■ **Exercise set**
- a) Count the lines in the records that contain the string "white", treating uppercase and lowercase as different, and give only the number.
- b) Extend the passage on the economy and government debt, picking up right after its final sentence.

■ **Page**

+ + + + +

No economist has an economic model that can really forecast how we will spend for the rest of 2021 and into 2022, which I think will be a boom calendar year for the economy. But one thing is for sure that a big chunk of the $60 billion we spend overseas will remain at home because there’ll be a lot of reluctant travellers over 2022, who’ll spend their money here at home. This might change as time goes by but I’d say local tourism businesses should be set for some strong trading years for some time.

But you might be thinking, “Switzer seems to be in la-la-land not worrying about the government debt that’s now at $847 billion and heading towards $1 trillion.”

And you’d be wrong. We’ll all be in la-la-land if we don’t create an economy that grows its Gross Domestic Product (or GDP) because that’s the best way to test out whether a debt is manageable.

If you simply look at house price increases over the last 20 or 30 years, you’d be shocked but people kept making their mortgage debt repayments.

+ + + + +

■ **Records for this task**
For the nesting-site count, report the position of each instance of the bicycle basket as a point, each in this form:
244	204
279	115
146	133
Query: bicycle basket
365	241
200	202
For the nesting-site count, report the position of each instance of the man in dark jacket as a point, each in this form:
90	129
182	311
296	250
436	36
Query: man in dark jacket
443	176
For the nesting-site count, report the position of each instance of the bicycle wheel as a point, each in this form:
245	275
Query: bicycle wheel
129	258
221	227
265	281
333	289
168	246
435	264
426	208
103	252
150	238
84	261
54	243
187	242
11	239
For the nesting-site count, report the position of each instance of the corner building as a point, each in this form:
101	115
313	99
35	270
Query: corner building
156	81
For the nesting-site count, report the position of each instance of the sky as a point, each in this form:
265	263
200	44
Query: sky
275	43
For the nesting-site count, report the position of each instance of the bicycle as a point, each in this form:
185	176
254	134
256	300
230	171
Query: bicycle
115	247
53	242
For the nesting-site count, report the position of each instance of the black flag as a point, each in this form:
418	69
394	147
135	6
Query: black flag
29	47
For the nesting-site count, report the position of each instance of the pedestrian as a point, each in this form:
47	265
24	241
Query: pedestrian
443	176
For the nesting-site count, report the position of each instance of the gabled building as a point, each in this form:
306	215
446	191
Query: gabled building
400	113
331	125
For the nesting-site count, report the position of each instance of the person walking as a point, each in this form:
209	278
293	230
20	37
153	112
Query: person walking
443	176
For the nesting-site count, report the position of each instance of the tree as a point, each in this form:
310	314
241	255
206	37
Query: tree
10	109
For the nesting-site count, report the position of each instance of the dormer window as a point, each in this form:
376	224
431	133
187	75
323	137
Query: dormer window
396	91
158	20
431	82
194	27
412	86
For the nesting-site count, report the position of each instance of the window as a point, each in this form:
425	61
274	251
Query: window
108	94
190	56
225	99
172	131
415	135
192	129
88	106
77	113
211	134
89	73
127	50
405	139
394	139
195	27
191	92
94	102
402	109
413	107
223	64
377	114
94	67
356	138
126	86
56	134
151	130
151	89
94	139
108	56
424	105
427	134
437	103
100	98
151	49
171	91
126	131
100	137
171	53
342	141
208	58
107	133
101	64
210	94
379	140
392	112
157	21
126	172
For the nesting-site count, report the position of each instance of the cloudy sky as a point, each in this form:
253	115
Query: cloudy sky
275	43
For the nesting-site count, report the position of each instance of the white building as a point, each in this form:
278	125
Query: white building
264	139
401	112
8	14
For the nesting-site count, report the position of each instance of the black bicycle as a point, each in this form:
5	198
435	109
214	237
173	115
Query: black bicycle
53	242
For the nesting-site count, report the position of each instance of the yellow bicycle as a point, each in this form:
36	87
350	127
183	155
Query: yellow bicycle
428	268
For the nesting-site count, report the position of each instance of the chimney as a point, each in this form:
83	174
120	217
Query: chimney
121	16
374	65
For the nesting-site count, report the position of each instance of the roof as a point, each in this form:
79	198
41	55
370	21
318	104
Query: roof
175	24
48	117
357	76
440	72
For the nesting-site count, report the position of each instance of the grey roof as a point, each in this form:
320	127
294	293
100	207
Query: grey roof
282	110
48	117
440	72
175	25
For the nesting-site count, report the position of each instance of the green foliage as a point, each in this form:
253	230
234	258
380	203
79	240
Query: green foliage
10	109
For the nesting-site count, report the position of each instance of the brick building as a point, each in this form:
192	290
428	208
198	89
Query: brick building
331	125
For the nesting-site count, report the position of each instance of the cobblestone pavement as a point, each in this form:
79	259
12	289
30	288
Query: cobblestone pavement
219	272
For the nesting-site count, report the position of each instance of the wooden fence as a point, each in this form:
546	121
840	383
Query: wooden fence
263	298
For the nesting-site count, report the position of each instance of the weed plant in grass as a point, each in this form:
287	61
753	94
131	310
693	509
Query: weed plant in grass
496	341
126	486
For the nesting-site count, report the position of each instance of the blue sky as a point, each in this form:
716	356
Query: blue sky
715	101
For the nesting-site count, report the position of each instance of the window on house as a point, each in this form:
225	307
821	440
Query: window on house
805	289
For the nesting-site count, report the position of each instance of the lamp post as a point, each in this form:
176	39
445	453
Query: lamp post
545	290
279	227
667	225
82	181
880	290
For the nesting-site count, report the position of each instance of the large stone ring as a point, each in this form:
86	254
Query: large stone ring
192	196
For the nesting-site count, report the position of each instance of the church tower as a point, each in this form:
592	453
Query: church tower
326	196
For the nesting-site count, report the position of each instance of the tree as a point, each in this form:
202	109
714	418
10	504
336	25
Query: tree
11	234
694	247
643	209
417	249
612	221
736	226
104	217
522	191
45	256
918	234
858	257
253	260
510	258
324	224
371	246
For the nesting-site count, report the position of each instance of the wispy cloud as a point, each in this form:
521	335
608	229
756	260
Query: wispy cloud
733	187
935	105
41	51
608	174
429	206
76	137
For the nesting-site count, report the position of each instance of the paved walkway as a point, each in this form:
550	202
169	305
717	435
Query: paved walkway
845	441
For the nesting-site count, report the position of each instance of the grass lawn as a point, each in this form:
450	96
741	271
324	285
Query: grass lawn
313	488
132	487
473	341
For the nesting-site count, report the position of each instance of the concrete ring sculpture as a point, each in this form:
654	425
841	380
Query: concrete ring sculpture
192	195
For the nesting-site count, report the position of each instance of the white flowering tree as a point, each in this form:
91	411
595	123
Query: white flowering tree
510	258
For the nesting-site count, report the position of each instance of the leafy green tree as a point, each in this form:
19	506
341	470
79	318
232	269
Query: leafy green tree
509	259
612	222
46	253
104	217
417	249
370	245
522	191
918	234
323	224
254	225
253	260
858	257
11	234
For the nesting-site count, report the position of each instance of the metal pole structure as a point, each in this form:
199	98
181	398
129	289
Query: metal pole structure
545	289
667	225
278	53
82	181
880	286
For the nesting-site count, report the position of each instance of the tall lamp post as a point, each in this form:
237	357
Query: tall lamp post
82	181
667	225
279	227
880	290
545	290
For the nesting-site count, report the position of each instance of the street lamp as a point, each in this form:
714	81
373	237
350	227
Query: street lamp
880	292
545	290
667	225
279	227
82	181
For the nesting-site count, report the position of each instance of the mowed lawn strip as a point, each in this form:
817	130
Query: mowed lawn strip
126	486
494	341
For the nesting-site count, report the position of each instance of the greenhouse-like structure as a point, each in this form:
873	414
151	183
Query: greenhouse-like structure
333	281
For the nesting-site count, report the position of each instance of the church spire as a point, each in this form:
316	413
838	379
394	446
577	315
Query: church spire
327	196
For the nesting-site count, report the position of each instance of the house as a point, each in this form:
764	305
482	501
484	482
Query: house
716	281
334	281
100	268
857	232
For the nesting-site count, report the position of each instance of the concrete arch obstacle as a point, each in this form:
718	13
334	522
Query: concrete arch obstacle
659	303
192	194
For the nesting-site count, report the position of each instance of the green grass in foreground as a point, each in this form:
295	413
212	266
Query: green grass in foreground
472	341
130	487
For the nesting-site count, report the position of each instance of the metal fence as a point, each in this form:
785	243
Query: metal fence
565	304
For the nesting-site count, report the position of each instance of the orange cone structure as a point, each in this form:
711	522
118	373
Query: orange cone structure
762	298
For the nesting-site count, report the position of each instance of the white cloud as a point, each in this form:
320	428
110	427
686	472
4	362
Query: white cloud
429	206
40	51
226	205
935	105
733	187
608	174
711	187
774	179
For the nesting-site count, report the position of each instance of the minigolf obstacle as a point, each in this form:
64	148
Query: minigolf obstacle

+ + + + +

■ **Responses to the exercise**
- a) 6

- b)
Economists look at the government debt-to-GDP ratio and Australia has one of the smallest in the western world. This is an excerpt from the Trading Economics table on Government Debt-to-GDP in December 2020 for countries of the world. The US was 108% of GDP, Japan 350%, France 116% and the UK 97.2%. And have a look at where we are and the countries around us!

We’re so small and surrounded by countries that we don’t usually compare ourselves to, apart from New Zealand. Now, we might be up to 31.6% of GDP or even higher, but when it comes to government debt and the power of our economy to repay that debt, this has nothing to do with me being in la-la-land.

The governments of Australia have spent and we will prosper. And the best indicator of the dividend from their spending is the unemployment rate, which is now at 4.6% while the US is at 4.8%, the EU at 6.8%, Canada 6.9%, Sweden 8.6% and Italy 9.3%.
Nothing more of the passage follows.